Travail à faire >>
(a) Reproduisez fidèlement le passage du texte sur le Grand Théâtre de Genève qui commence aux mots « Ainsi, le Ring » et s'arrête après « en cycle complet). ».
(b) Prolongez le texte sur le Grand Théâtre de Genève en reprenant juste après sa dernière phrase.

Texte proposé >>
Le Grand Théâtre de Genève
Il faut le reconnaître, les dernières saisons du Grand Théâtre ne m'avaient pas convaincu, et les productions qui excitaient ma curiosité m'avaient lourdement déçu ("Les Vêpres Siciliennes" par exemple); les distributions manquaient de cohérence, avec des choix souvent discutables, même si ça et là il y avait de belles découvertes (Alexei Kudrya dans I Puritani), de plus, la présence répétée et presque obsessionnelle de Christof Loy, un metteur en scène dont je n'arrive pas à partager l’univers, finissait par incommoder. Nous verrons en fin de saison 2012 son Macbeth de Verdi, avec une Lady Macbeth inattendue, Jennifer Larmore, et un chef rare dans Verdi, Ingo Metzmacher. Attendons.
Ainsi, le Ring prévu à Genève (une dizaine d'années après celui de Caurier/Leiser) devait-il échoir à Christof Loy, et ce sera en définitive Dieter Dorn qui le réalisera. C'est mieux. Ingo Metzmacher sera au pupitre, un chef toujours apprécié du public, et plus discuté par les orchestres: on verra le Rheingold en mars prochain dans une distribution de bon niveau sans être exceptionnelle (Thomas Johannes Mayer en Wotan) mais on note la Fricka d'Elisabeth Kulman, le Froh de Christoph Strehl, le Fafner de Steven Humes, le Fasolt d'Alfred Reiter...(en mai 2014 la Tétralogie sera présentée en cycle complet).

Données de départ >>

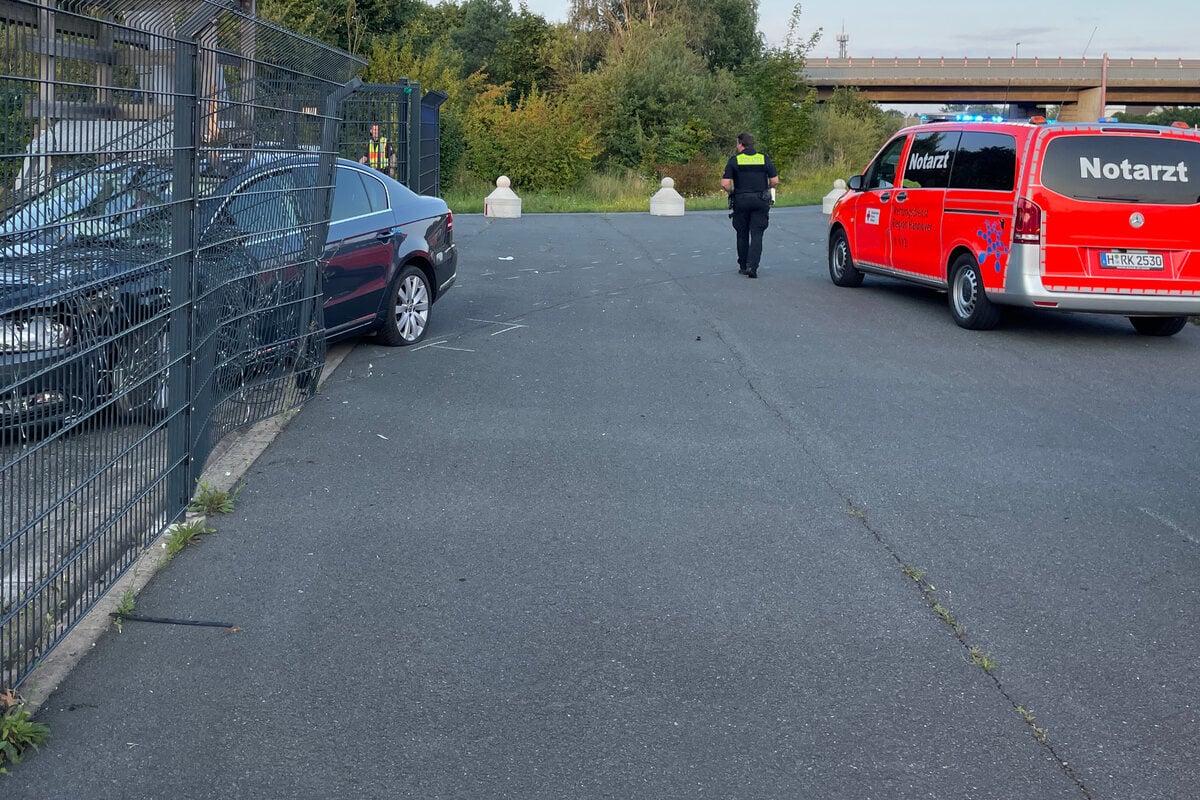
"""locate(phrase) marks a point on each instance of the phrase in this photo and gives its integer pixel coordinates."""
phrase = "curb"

Réponses dans l'ordre >>
(a)
Ainsi, le Ring prévu à Genève (une dizaine d'années après celui de Caurier/Leiser) devait-il échoir à Christof Loy, et ce sera en définitive Dieter Dorn qui le réalisera. C'est mieux. Ingo Metzmacher sera au pupitre, un chef toujours apprécié du public, et plus discuté par les orchestres: on verra le Rheingold en mars prochain dans une distribution de bon niveau sans être exceptionnelle (Thomas Johannes Mayer en Wotan) mais on note la Fricka d'Elisabeth Kulman, le Froh de Christoph Strehl, le Fafner de Steven Humes, le Fasolt d'Alfred Reiter...(en mai 2014 la Tétralogie sera présentée en cycle complet).

(b)
La saison 2012-2013 présente des atouts non négligeables, avec des choix d’œuvres populaires (Barbiere di Siviglia/Traviata/Butterfly), le retour d'une grande œuvre française (Samson et Dalila), une création de Philippe Fénelon sur Rousseau (JJR), une rareté (Les aventures du Roi Pausole d'Honegger), et un titre de moins en moins rare sur nos scènes(Rusalka). Voilà une saison loin d'être mal composée, et faite à l'évidence pour faire revenir un public qui désertait un peu la salle de la place Neuve.
Philippe Fénelon, après Tchékhov s'attaque à Jean-Jacques Rousseau, l'enfant de Genève dans une création écrite à l'occasion du tricentenaire de Rousseau, JJR, sur un livret de Ian Burton et dans une mise en scène de Robert Carsen. Au pupitre Jean Deroyer, directeur musical de l'Ensemble Court-Circuit et dans la fosse l'Ensemble Contrechamps, la formation genevoise spécialisée dans le répertoire contemporain (Septembre 2012 au BFM)
Toujours en septembre 2012 mais au Grand Théâtre, Alberto Zedda dirigera Il barbiere di Siviglia dans la mise en scène reprise de la production de 2010 de Damiano Michieletto , le jeune metteur en scène italien qui en ce moment perce fortement sur les scènes (voir la Scala). La distribution compte Alberto Rinaldi, Laurence Brownlee, Tassis Christoyannis, un bon trio masculin face à une Rosine espagnole qui entamle une très belle carrière, Silvia Tro Santafé. Alberto Zedda est l'éditeur du Barbiere di Siviglia, sans doute meilleur éditeur que chef d'orchestre, mais cela nous garantit au moins un barbiere philologique.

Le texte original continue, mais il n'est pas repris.